**Work required**
Count the lines in the material below that contain the string "table". Give only the number.

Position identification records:
•••••

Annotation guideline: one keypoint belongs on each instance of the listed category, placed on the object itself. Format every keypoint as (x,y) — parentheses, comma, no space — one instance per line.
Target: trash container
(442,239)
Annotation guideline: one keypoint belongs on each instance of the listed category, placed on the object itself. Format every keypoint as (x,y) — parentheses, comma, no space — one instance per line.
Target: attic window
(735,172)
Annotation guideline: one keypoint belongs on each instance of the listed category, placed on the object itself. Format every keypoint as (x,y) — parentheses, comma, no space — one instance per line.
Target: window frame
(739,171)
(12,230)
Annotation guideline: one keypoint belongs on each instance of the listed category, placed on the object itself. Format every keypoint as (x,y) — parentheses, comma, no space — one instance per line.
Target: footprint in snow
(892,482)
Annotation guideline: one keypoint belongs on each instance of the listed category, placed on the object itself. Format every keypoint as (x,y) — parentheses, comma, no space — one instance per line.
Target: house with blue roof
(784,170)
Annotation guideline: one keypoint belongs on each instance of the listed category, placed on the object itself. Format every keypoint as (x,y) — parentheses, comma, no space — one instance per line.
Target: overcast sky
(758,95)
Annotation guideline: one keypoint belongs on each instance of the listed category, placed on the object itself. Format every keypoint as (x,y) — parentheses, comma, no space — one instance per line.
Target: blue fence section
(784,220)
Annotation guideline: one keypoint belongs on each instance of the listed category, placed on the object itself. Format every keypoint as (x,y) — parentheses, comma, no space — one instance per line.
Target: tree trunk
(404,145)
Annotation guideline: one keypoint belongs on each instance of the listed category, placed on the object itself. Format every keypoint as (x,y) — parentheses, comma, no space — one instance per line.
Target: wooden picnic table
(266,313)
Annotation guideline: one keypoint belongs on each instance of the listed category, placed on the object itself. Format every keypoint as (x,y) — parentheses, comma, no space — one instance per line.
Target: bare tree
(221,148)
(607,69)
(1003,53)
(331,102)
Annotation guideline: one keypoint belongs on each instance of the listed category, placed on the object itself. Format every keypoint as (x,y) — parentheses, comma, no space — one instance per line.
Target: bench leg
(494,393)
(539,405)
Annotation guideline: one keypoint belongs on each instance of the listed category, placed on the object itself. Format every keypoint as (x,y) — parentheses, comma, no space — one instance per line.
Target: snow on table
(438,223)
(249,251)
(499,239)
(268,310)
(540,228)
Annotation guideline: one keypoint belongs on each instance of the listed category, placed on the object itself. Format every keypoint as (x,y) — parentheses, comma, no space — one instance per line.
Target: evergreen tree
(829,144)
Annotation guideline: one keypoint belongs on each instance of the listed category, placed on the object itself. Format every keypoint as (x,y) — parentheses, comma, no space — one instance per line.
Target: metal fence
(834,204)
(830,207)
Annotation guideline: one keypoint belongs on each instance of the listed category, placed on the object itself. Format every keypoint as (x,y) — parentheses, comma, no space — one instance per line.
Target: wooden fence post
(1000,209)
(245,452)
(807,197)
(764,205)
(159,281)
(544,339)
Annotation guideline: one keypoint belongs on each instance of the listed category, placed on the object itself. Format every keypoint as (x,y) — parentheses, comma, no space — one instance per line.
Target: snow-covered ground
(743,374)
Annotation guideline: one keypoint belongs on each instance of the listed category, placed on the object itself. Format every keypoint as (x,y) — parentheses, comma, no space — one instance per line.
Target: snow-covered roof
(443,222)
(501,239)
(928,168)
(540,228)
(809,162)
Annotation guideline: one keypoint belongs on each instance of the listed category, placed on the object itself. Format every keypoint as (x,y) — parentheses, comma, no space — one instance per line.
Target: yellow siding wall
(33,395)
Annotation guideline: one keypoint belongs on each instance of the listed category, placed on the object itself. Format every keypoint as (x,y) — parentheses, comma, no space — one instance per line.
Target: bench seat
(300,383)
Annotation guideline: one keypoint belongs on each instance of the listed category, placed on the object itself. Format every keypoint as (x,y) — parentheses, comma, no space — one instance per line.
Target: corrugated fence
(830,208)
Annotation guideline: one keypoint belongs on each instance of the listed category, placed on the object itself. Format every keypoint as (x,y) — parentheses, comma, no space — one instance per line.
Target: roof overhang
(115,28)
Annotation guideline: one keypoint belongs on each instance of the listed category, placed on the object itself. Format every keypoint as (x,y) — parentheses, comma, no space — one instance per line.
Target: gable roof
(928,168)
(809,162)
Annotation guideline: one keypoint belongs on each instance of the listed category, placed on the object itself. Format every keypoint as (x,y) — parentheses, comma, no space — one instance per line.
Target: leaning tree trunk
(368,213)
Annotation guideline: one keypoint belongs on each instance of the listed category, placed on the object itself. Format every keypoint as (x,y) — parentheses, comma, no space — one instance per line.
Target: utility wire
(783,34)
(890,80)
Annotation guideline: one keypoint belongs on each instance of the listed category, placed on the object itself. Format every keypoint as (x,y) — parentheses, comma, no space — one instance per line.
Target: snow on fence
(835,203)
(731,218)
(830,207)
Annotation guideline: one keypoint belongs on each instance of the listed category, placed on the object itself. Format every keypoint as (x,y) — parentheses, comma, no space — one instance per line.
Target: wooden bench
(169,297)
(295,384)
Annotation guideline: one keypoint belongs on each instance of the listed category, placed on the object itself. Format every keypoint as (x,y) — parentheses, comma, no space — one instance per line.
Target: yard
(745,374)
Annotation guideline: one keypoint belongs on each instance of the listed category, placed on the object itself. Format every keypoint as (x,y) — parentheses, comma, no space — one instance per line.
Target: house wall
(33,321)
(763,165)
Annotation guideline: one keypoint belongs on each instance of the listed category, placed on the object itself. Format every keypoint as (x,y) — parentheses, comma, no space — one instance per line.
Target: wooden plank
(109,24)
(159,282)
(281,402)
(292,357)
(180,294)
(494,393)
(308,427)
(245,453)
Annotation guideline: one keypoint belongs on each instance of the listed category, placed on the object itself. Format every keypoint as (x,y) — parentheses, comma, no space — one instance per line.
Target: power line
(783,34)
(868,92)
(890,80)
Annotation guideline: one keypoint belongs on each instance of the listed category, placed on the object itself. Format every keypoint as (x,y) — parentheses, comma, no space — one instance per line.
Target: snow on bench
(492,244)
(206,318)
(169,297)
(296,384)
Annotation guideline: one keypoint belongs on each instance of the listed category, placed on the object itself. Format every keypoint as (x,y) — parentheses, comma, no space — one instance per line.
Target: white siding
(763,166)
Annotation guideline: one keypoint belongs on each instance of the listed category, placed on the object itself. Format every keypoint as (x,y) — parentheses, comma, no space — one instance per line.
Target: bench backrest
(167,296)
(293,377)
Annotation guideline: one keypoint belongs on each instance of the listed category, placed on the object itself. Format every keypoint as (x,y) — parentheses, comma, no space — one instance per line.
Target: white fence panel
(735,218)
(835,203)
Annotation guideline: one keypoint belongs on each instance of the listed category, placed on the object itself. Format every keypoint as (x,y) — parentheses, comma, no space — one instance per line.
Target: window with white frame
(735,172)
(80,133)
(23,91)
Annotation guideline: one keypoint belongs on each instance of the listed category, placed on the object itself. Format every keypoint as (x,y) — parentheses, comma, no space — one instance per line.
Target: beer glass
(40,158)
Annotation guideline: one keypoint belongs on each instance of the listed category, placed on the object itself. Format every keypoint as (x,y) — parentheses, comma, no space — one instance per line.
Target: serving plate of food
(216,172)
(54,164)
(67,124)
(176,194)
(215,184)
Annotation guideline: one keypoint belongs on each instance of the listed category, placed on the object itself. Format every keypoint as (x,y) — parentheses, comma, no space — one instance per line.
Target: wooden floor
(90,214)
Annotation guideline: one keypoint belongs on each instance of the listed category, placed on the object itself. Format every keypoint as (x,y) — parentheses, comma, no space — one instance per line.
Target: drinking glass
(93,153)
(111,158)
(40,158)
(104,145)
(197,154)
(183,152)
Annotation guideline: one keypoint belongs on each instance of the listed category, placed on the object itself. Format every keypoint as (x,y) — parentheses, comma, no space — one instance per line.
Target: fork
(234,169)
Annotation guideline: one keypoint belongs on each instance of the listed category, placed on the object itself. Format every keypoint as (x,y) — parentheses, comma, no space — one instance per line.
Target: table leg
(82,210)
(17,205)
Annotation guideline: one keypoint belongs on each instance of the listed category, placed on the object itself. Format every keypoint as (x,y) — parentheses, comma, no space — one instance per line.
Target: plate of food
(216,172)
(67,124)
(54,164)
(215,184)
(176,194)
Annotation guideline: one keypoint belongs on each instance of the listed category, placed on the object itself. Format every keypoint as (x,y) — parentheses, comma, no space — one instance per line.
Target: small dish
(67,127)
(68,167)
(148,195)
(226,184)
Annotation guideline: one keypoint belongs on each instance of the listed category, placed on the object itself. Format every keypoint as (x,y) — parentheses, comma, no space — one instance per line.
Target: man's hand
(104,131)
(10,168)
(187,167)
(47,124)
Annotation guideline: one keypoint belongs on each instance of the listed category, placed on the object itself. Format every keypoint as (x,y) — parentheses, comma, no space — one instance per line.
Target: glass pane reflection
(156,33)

•••••

**Response to the task**
3